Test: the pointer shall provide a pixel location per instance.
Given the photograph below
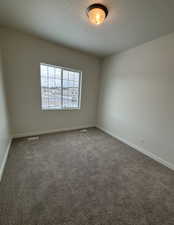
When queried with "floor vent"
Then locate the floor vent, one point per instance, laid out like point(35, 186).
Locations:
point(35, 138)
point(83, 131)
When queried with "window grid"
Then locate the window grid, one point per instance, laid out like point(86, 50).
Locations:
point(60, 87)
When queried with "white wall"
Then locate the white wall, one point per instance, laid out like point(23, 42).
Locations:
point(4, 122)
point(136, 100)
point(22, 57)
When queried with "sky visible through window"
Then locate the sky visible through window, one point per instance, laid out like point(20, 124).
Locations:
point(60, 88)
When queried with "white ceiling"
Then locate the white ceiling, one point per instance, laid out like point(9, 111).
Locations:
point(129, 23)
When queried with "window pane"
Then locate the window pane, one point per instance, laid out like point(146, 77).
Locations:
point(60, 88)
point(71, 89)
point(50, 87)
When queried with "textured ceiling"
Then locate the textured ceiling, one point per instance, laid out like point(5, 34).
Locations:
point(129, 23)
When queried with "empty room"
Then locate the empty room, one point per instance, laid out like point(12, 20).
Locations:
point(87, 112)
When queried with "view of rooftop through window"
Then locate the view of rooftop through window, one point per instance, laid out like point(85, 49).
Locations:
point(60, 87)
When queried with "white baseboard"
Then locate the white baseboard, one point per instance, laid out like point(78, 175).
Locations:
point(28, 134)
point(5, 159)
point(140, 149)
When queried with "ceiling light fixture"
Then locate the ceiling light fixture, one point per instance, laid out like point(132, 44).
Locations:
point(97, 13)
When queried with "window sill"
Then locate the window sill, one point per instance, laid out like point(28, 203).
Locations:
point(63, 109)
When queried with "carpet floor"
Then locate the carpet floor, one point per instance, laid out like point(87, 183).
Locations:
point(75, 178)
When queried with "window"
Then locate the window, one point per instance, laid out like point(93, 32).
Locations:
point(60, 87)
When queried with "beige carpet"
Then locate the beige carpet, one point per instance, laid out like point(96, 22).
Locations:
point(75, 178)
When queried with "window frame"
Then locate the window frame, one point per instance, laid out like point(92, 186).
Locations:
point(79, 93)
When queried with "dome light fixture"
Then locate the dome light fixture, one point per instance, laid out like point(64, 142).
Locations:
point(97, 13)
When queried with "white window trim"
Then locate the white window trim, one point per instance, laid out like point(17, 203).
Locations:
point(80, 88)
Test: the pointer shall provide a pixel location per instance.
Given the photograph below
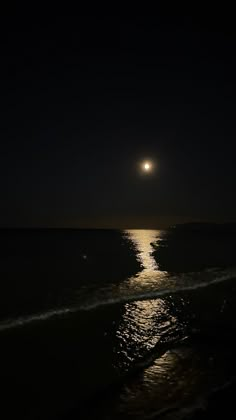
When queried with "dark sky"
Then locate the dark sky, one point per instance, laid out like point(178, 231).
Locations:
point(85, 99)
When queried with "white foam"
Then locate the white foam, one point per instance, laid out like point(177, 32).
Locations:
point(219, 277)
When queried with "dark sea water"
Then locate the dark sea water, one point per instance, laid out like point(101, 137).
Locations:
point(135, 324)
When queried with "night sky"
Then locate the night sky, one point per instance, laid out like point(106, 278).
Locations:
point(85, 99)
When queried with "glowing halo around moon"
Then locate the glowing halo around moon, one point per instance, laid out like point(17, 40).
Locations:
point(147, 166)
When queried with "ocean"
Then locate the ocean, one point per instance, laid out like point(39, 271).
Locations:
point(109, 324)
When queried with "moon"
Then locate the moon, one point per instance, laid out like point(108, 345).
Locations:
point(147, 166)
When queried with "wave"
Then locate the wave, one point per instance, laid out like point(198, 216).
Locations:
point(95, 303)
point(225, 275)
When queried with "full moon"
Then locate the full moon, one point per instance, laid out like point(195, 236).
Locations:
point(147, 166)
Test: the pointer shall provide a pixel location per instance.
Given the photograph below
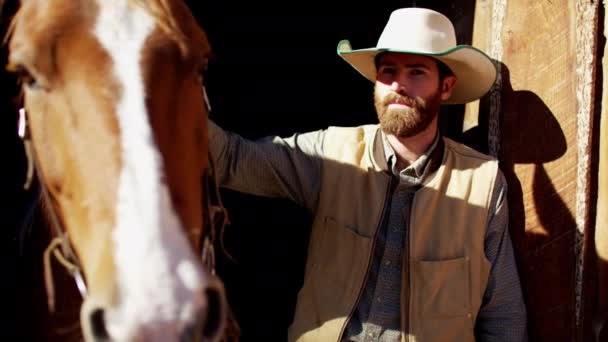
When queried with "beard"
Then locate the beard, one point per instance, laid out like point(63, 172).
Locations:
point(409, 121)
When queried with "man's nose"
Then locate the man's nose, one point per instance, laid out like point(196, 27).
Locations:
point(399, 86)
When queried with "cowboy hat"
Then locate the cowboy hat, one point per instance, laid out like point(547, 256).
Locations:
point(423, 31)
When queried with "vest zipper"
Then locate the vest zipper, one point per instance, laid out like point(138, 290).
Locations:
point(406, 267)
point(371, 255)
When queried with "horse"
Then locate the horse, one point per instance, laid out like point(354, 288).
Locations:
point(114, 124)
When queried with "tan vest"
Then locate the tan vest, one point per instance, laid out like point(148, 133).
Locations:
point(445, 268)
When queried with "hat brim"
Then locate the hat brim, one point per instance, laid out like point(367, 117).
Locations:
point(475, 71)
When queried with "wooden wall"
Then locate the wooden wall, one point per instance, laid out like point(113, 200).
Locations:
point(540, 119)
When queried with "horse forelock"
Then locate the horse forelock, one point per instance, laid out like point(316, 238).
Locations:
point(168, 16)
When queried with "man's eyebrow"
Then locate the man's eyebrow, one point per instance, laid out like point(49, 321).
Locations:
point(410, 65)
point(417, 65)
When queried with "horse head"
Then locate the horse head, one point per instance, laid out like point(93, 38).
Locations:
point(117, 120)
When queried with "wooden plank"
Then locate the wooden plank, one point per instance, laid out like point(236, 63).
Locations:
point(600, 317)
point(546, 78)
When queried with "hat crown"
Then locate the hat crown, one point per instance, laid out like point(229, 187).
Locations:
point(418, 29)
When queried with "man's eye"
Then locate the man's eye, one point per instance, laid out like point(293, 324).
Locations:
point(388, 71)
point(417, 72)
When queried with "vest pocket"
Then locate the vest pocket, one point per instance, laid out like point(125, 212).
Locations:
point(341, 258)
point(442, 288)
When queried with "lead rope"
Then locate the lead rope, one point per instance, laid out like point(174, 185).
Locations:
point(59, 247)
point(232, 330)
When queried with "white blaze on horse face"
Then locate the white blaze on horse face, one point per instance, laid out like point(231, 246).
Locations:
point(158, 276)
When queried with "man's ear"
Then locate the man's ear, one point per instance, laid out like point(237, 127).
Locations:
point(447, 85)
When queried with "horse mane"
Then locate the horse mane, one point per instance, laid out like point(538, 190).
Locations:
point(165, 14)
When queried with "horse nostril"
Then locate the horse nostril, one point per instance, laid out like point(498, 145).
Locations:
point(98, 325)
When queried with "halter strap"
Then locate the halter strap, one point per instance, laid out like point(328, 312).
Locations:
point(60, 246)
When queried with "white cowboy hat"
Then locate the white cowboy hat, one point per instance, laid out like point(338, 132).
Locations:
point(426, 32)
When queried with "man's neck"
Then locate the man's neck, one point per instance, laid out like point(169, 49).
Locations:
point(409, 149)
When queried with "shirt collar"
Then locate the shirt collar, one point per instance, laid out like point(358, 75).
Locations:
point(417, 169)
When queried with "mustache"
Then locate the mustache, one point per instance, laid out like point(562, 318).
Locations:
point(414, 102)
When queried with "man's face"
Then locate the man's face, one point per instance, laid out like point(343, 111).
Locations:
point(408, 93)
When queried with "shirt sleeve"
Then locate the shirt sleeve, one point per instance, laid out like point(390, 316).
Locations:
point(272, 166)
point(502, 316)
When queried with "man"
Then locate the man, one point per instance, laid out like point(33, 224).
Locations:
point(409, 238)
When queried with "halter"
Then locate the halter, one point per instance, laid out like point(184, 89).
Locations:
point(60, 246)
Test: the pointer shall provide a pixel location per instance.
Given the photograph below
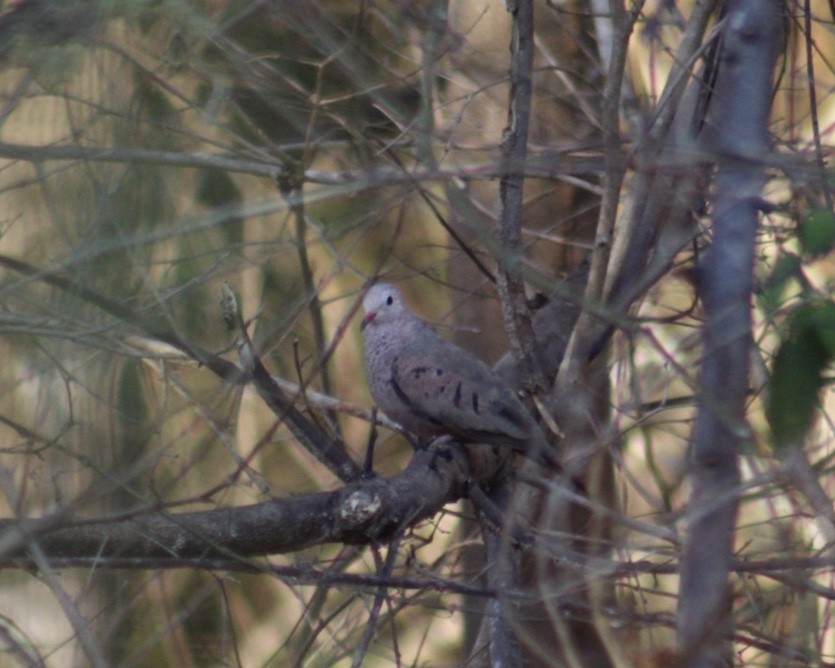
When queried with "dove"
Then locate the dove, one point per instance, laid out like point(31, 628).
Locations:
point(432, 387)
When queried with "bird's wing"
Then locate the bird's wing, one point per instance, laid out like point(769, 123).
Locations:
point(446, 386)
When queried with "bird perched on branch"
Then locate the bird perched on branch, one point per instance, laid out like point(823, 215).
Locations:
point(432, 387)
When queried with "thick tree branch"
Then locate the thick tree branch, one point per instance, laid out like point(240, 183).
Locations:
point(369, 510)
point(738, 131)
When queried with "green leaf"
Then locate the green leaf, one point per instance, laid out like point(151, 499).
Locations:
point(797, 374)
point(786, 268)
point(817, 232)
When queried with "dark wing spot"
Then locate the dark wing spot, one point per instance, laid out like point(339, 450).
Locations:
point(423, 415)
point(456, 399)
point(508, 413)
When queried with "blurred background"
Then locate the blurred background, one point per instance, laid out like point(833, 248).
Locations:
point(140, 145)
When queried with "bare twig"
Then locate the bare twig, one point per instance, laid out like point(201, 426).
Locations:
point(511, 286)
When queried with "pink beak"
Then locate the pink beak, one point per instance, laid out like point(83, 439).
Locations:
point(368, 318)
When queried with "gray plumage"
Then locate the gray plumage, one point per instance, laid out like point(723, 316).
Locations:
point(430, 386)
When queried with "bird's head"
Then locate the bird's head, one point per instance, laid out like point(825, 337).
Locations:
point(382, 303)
-.-.-
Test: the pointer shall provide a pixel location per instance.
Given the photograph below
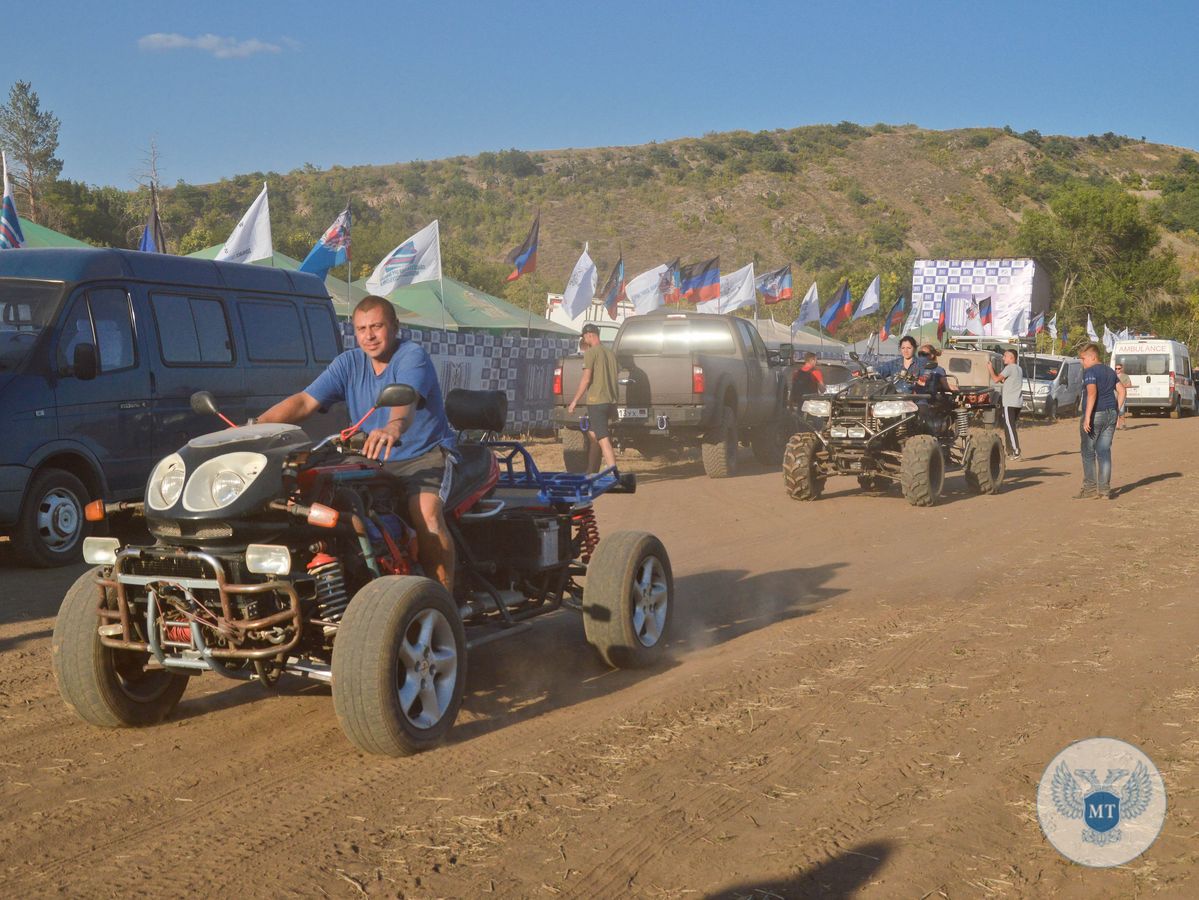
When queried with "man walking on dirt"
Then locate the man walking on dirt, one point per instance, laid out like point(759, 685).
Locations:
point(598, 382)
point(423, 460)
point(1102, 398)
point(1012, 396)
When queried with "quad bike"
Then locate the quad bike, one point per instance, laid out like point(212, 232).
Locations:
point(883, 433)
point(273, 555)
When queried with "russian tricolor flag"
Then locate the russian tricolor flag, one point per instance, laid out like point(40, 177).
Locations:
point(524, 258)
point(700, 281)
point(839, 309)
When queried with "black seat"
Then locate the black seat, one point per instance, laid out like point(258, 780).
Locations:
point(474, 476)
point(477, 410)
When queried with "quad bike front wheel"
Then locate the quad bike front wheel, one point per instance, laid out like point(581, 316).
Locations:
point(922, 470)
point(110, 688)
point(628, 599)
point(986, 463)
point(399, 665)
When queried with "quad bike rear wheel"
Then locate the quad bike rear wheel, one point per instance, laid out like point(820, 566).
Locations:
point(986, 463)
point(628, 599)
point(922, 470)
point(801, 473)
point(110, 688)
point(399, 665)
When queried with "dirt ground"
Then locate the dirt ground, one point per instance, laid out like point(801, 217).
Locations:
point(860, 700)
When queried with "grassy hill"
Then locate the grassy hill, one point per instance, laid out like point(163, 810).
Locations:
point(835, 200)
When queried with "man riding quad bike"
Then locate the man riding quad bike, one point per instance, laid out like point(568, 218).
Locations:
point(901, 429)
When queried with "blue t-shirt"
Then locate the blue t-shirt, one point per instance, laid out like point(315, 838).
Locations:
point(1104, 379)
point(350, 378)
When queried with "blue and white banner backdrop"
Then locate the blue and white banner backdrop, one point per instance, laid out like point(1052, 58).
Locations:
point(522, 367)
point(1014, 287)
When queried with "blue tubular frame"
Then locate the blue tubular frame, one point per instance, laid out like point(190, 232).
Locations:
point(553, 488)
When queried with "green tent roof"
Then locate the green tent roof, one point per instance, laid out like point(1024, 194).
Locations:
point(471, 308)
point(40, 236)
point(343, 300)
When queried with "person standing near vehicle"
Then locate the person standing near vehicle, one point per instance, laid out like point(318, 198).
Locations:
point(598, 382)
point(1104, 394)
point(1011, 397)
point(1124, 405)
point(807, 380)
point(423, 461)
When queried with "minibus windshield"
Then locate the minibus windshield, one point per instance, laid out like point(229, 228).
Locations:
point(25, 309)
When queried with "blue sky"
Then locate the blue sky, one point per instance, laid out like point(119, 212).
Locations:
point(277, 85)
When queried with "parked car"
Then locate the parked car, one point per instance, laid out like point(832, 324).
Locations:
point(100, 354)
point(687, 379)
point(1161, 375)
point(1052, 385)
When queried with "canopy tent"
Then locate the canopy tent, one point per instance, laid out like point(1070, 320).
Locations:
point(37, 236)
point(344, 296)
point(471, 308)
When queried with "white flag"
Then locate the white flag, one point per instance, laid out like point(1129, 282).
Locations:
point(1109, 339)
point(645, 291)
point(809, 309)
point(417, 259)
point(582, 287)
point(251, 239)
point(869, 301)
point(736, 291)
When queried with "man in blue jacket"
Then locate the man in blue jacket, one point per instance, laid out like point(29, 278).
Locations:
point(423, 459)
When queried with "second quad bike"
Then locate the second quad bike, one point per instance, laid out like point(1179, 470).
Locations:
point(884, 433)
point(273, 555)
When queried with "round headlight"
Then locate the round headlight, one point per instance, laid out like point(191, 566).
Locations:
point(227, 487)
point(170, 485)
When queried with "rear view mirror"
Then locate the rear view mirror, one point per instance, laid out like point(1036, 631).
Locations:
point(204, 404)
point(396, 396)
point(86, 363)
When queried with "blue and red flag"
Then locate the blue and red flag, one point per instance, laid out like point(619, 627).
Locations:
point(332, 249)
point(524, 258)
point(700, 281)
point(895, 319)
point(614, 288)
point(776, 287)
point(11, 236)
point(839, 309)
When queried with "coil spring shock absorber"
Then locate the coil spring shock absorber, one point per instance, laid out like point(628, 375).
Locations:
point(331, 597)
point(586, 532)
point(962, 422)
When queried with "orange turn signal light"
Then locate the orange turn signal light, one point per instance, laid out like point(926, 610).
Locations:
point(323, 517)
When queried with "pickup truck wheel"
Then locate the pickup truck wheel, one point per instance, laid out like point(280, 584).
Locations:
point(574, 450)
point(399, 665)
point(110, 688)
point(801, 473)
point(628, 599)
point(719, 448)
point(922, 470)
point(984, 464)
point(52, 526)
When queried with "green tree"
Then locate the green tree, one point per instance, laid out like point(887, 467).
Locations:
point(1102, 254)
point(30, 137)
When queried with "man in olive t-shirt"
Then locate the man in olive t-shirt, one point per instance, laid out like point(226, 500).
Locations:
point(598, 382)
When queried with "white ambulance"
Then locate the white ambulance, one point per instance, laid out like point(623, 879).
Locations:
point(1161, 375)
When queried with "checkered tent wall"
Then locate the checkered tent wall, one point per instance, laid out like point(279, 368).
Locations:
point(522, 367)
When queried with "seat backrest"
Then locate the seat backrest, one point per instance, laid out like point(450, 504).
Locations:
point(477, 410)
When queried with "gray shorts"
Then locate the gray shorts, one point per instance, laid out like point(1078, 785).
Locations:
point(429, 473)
-.-.-
Copy out every line of the items above in which the word "walking" appears.

When queried with "man walking on dirt"
Then locate the man walking on dirt, one point per instance, laid out like point(759, 685).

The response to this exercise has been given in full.